◆ WORK TO COMPLETE:
Copy down the part of the LocateAnything article that starts with "The data mix" and goes on through "localization is 2.2%.", word for word.

◆ TEXT PASSAGE:
....
LocateAnything Fixes a Small-Looking VLM Bottleneck That Breaks Real Agents

LocateAnything Fixes a Small-Looking VLM Bottleneck That Breaks Real Agents

Visual grounding is the kind of model capability that looks like plumbing right up until an agent clicks the wrong thing. A coding assistant can recover from a bad suggestion. A screen-operating agent that taps the wrong delete button, selects the wrong invoice total, or drags the wrong bounding box has a different failure mode: it turns perception error into action.

NVIDIA Research’s LocateAnything is interesting because it attacks that unglamorous bottleneck directly. The framework replaces the usual coordinate-token approach for boxes and points with Parallel Box Decoding, a method that predicts a whole box or point as an atomic unit instead of serializing coordinates token by token. That sounds small. For agents that operate in pixels — GUIs, documents, robotics, OCR workflows, and dense visual scenes — it is not small at all.

A box is not four unrelated words

Most vision-language grounding systems have inherited a language-shaped output format. The model emits coordinates as text-like sequences: x1, y1, x2, y2, each step conditioned on the previous tokens. That is convenient because it fits the decoder machinery, but it is awkward for geometry. A bounding box is a coupled spatial object. The coordinates constrain each other. Predicting them as independent-ish text tokens adds latency and creates avoidable error modes.

LocateAnything’s Parallel Box Decoding treats each box or point as a constant-length atomic unit. The model predicts the full coordinate set, such as (x1, y1, x2, y2), in one parallel step. It is built on a Moon-ViT vision encoder and a Qwen2.5 language decoder connected by an MLP projector. The framework offers Fast Mode, Slow Mode, and Hybrid Mode. Hybrid Mode uses fast decoding by default, then falls back to autoregressive re-decoding when format irregularity or spatial ambiguity appears.

That hybrid design is the production-minded part. Pure speed is attractive until it silently degrades on the cases where precision matters. Pure autoregressive decoding is safer but expensive. Confidence-triggered escalation is how real agent systems should behave: take the cheap path when the output is clean, pay the tax when ambiguity demands it.

The reported throughput numbers are substantial. LocateAnything reaches 12.7 boxes per second on a single NVIDIA H100 in Hybrid Mode, more than 10 times textual Qwen3-VL at 1.1 BPS and 2.5 times quantized Rex-Omni at 5.0 BPS. As target boxes increase from 20 to 300, Parallel Box Decoding shows 2x to 6x speedups. In agent loops, lower latency is not just a nicer benchmark line. It changes how often the system can observe, verify, retry, and recover before the user gives up or the environment changes.

The data mix points beyond object detection

LocateAnything-Data includes 12 million unique images, more than 138 million language queries or training samples, and 785 million boxes. The dataset mix is revealing: 66.9% of queries and 83.1% of boxes are general object detection, but the rest reaches into the areas agents actually need. GUI element grounding accounts for 16.5% of queries. Referring comprehension is 7.3%. OCR and text localization is 3.6%. Layout grounding is 3.5%. Point localization is 2.2%.
....
Entries taken from a collection
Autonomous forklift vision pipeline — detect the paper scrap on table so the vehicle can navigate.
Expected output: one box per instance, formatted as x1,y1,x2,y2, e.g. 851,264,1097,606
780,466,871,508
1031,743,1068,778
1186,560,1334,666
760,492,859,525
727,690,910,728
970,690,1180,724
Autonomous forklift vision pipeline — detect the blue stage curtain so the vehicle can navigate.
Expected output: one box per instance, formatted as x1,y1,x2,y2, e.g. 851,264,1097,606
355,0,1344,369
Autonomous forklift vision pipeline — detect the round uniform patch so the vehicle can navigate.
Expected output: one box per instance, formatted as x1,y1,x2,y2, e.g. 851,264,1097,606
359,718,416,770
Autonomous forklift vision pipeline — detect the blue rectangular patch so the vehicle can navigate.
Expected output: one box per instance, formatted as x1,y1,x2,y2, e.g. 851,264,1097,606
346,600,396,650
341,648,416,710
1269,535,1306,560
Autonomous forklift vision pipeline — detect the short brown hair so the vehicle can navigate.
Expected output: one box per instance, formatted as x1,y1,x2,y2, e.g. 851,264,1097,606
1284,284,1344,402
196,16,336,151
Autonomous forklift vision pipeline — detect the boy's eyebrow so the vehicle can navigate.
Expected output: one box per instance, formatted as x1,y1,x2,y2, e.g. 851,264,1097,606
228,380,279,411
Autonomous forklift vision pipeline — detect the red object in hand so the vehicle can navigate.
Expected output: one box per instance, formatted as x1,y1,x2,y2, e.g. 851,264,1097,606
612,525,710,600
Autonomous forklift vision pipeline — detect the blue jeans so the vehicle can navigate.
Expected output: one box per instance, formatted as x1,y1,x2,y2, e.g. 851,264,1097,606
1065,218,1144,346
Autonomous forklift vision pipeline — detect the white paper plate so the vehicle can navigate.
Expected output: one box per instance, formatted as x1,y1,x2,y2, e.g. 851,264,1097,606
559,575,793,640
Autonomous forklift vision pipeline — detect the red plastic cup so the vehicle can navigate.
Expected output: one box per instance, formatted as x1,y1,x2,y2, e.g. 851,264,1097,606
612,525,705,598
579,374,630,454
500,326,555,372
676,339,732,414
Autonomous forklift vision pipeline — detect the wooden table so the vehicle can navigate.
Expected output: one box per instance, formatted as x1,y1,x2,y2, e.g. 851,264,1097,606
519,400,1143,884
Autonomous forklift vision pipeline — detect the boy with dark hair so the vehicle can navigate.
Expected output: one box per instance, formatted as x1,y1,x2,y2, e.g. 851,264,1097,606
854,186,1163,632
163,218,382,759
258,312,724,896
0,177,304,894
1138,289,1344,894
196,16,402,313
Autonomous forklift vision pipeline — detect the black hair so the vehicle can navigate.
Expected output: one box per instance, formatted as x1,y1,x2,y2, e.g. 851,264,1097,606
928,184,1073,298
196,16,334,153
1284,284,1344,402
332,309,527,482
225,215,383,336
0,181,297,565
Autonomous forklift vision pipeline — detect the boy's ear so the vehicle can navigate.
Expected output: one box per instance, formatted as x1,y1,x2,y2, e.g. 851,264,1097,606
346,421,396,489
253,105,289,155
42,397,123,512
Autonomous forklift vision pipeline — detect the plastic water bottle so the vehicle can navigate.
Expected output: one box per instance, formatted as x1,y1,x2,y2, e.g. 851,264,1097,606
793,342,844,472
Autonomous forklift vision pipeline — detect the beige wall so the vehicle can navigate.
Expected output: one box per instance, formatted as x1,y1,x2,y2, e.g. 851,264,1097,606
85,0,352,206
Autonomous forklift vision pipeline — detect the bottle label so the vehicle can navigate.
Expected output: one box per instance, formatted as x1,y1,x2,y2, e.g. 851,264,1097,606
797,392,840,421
....
◆ SOLVED EXERCISE:
The data mix points beyond object detection

LocateAnything-Data includes 12 million unique images, more than 138 million language queries or training samples, and 785 million boxes. The dataset mix is revealing: 66.9% of queries and 83.1% of boxes are general object detection, but the rest reaches into the areas agents actually need. GUI element grounding accounts for 16.5% of queries. Referring comprehension is 7.3%. OCR and text localization is 3.6%. Layout grounding is 3.5%. Point localization is 2.2%.